-- Opening Marker --

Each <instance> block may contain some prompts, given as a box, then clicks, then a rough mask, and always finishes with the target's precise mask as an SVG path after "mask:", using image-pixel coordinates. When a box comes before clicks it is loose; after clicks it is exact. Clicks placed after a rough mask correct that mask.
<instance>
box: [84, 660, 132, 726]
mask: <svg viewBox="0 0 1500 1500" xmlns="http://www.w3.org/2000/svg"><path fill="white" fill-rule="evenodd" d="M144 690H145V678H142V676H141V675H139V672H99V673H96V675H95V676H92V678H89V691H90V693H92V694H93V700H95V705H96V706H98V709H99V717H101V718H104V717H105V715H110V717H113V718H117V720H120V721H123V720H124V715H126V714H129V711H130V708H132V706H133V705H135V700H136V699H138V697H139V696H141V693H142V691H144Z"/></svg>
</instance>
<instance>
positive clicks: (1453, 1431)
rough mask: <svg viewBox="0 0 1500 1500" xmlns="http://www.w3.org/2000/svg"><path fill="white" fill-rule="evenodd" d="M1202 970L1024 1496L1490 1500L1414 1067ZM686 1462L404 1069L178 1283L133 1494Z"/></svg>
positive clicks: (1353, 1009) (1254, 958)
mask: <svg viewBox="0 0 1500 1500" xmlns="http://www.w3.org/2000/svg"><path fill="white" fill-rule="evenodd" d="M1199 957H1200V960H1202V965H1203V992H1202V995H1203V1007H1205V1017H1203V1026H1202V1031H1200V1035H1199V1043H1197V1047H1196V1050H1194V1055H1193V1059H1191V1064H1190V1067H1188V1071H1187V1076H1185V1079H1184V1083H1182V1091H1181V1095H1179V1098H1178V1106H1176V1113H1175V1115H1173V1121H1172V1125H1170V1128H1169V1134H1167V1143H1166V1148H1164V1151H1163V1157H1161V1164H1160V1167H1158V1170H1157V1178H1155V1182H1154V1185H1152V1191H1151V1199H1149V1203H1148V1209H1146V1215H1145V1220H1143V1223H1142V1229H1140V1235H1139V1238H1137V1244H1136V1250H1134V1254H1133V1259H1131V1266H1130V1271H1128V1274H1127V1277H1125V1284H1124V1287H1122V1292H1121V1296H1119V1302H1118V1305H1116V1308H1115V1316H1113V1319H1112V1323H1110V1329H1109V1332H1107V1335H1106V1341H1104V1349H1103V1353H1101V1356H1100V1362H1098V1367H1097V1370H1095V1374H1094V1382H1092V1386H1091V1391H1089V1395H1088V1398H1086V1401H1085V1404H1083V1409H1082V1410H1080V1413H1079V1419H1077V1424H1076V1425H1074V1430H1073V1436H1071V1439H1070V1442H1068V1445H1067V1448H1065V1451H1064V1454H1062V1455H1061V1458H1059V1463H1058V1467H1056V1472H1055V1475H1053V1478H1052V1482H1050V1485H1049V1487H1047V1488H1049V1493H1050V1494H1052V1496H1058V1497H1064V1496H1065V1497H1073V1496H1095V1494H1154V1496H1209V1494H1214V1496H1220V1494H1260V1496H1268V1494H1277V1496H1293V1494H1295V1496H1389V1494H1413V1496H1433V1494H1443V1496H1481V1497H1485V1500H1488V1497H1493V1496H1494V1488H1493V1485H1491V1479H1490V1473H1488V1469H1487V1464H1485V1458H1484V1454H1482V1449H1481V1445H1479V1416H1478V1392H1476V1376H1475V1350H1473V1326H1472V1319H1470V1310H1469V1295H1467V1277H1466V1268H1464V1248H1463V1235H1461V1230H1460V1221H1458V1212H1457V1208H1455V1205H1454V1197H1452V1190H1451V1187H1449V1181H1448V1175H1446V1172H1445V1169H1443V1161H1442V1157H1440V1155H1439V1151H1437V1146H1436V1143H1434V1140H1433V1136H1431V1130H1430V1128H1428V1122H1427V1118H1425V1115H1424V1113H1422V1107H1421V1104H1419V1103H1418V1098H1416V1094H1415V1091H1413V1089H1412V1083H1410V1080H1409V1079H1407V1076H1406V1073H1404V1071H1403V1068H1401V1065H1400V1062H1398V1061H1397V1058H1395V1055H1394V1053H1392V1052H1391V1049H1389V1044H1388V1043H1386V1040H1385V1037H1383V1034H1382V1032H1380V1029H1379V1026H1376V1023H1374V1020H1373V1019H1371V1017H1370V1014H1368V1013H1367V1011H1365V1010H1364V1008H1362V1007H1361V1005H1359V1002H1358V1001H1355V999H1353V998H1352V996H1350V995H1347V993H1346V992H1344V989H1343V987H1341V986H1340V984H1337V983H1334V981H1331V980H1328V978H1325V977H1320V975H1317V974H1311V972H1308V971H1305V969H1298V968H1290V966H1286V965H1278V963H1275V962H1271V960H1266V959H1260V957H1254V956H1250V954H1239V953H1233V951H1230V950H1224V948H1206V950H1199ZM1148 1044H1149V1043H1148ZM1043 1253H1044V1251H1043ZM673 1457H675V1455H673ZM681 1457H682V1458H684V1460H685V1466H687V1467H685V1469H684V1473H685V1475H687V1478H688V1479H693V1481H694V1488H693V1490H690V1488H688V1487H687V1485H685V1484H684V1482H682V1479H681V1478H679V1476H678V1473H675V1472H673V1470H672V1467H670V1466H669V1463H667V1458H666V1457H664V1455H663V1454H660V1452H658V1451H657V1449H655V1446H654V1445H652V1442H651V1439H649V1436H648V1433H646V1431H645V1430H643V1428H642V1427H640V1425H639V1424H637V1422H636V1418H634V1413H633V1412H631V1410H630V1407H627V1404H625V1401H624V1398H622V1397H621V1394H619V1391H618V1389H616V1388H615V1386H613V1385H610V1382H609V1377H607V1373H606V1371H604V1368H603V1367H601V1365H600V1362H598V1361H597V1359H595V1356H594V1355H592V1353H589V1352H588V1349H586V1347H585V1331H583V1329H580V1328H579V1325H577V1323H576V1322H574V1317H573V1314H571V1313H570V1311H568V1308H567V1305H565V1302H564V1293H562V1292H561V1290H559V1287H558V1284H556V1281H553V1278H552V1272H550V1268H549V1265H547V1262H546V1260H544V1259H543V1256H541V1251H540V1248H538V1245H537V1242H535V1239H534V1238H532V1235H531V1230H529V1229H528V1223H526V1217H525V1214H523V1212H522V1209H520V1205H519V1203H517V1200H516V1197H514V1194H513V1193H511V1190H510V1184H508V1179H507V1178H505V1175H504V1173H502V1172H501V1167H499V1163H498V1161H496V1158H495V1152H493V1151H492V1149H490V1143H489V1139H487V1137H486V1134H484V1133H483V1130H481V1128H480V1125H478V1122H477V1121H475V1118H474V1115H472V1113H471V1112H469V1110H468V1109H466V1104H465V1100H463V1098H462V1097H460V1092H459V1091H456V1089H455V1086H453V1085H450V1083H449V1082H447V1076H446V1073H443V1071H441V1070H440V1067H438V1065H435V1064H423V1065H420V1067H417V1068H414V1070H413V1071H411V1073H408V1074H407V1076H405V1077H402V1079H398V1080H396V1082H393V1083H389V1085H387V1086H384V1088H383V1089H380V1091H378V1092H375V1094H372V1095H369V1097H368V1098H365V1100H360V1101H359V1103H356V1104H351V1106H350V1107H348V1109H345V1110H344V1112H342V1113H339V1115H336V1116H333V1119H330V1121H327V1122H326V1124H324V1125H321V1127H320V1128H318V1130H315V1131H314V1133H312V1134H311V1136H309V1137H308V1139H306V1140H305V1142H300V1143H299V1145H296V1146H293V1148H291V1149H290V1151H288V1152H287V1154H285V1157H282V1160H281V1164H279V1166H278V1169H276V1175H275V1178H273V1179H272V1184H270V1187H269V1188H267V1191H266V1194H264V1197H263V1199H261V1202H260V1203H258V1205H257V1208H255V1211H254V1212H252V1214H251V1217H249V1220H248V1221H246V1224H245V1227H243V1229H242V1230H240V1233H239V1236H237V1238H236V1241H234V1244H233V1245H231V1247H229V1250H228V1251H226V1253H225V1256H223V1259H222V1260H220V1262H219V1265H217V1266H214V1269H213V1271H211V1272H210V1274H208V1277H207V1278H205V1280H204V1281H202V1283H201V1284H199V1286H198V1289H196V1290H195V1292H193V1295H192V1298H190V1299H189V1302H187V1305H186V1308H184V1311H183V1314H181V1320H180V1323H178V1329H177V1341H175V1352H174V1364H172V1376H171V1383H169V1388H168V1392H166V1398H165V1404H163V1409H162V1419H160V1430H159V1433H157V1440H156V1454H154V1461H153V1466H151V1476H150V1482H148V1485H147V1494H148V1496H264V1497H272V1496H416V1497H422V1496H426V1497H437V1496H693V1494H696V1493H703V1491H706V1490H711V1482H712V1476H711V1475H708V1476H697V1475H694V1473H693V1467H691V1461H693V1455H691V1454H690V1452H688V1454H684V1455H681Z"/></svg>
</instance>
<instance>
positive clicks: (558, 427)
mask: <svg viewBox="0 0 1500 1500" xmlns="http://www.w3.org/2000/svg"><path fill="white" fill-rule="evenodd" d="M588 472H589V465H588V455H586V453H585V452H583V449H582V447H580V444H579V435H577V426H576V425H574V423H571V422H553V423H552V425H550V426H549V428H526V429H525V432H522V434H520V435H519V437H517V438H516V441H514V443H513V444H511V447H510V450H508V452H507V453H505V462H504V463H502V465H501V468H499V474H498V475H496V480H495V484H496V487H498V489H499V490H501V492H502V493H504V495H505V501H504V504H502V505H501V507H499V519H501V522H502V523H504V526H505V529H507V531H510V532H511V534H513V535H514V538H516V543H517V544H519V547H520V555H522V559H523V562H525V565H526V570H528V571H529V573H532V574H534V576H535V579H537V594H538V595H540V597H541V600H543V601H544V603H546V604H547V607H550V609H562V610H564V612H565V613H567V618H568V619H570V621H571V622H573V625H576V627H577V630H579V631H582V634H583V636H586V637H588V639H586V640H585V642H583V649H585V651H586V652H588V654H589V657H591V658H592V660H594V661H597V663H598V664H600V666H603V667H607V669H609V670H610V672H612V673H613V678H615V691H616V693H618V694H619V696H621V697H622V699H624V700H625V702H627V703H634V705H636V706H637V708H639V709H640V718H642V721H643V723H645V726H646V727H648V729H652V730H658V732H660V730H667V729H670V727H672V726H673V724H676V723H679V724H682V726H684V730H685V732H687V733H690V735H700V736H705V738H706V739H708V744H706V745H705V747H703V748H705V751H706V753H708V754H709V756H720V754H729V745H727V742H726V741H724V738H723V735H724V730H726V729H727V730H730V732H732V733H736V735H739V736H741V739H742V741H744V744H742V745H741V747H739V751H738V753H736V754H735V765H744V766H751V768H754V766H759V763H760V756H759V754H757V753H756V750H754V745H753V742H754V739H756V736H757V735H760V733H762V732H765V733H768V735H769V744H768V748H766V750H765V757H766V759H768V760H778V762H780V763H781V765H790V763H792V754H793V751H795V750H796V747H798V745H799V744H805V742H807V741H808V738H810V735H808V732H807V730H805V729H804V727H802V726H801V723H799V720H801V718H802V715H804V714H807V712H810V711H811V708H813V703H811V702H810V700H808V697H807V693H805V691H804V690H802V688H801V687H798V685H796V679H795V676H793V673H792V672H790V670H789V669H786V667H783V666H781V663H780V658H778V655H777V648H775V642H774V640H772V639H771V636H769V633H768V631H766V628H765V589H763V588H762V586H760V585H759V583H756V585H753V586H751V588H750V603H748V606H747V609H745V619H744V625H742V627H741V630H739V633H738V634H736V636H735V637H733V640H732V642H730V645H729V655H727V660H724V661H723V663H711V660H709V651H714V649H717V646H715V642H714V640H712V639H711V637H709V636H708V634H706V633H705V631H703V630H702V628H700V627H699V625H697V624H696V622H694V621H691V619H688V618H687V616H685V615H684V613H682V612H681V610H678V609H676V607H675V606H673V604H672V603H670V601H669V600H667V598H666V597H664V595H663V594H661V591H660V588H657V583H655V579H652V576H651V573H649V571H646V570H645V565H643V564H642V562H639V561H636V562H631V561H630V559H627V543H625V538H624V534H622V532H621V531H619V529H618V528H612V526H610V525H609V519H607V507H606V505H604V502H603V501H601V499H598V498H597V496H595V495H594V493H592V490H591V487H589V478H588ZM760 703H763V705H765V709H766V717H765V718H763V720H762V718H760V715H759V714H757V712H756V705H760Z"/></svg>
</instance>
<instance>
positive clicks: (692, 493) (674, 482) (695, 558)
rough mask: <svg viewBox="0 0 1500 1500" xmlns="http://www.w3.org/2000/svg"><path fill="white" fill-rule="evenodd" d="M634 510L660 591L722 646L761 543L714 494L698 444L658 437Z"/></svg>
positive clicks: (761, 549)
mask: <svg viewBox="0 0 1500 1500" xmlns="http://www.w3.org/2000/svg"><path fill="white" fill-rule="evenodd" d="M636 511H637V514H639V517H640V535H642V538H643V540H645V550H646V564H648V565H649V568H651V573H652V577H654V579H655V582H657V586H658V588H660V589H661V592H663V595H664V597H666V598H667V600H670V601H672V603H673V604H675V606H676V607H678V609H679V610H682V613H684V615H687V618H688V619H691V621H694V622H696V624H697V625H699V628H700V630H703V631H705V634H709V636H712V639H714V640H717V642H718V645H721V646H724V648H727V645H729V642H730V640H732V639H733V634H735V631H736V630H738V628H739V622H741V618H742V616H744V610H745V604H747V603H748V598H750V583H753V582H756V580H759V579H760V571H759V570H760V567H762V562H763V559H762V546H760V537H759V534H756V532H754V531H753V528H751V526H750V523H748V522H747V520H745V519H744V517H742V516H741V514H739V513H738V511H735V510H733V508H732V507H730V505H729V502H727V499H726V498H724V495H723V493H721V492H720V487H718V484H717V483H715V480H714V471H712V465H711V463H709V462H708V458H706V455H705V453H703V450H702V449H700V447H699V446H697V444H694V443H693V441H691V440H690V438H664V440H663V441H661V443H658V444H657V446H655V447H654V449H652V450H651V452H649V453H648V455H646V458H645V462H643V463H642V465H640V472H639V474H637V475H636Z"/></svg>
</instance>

-- Closing Marker --

Exercise requirements:
Make a list of all lines in the data that contain "rough".

Response to the exercise:
Each <instance> block may contain some prompts, given as a box, then clicks, then a rough mask, and always finishes with the target's precise mask as an SVG path after "mask:", using image-pixel coordinates. When a box comes before clicks it is loose; after clicks it is exact. Clicks placed after a rough mask correct that mask.
rough mask: <svg viewBox="0 0 1500 1500" xmlns="http://www.w3.org/2000/svg"><path fill="white" fill-rule="evenodd" d="M1202 970L1024 1496L1490 1500L1414 1067ZM686 1462L404 1069L178 1283L133 1494Z"/></svg>
rough mask: <svg viewBox="0 0 1500 1500" xmlns="http://www.w3.org/2000/svg"><path fill="white" fill-rule="evenodd" d="M634 510L660 591L722 646L761 543L714 494L698 444L658 437Z"/></svg>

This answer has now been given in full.